═════ QUELLENAUSZUG

Beitrag von Glaskocher »

Für die Formänderung der Metaltropfen ist ihre Oberflächenspannung verantwortlich. Diese ändert sich abhängig vom Elektronenüber- und Unterschuß im Metall. Dazu kommt noch das Phänomen der "Überspannung", das besagt, daß Wasserstoffionen nicht an jedem Metall gleich gut entladen werden können.

Beim Gallium oxidiert das Metall schon in der warmen verdünnten Schwefelsäure. Im Metall bleiben Elektronen zurück und erhöhen die Oberflächenspannung, der Tropfen wölbt sich auf. Dann berührt er den Eisendraht (andere edlere Metalle gehen auch) und gibt einen Teil seiner Ladung an das Eisen ab, das wiederum Wasserstoffionen besser entladen kann als Gallium. Die Ladung wird genutzt, um molekularen Wasserstoff zu bilden. Der jetzt wieder entladene Tropfen sinkt dank geringerer Oberflächenspannung zurück und fließt in die Breite, bis... die Schleife von Vorne beginnt. Das "Herz" schlägt ca. 4 Mal je Sekunde.

══════════
═════ ERFASSTE DATEN

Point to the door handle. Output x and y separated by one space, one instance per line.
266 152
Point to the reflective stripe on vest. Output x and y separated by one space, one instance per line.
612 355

══════════

AUSZUFÜHRENDE AUFGABEN:
[1] Wie lautet der Satz „Die Ladung wird genutzt, um molekularen Wasserstoff zu bilden.“ aus dem Quellenauszug auf Englisch?
[2] Wie oft schlägt das „Herz“ laut Quellenauszug ungefähr pro Sekunde?
[3] Schreiben Sie aus dem Quellenauszug den Abschnitt von „Beim Gallium oxidiert“ bis einschließlich „Mal je Sekunde.“ wortgetreu ab.
Die Zeilen stammen aus einer anderen Quelle.

ERGEBNISSE DER ÜBUNG:
[1] The charge is used to form molecular hydrogen.

[2] Ungefähr 4 Mal je Sekunde.

[3]
Beim Gallium oxidiert das Metall schon in der warmen verdünnten Schwefelsäure. Im Metall bleiben Elektronen zurück und erhöhen die Oberflächenspannung, der Tropfen wölbt sich auf. Dann berührt er den Eisendraht (andere edlere Metalle gehen auch) und gibt einen Teil seiner Ladung an das Eisen ab, das wiederum Wasserstoffionen besser entladen kann als Gallium. Die Ladung wird genutzt, um molekularen Wasserstoff zu bilden. Der jetzt wieder entladene Tropfen sinkt dank geringerer Oberflächenspannung zurück und fließt in die Breite, bis... die Schleife von Vorne beginnt. Das "Herz" schlägt ca. 4 Mal je Sekunde.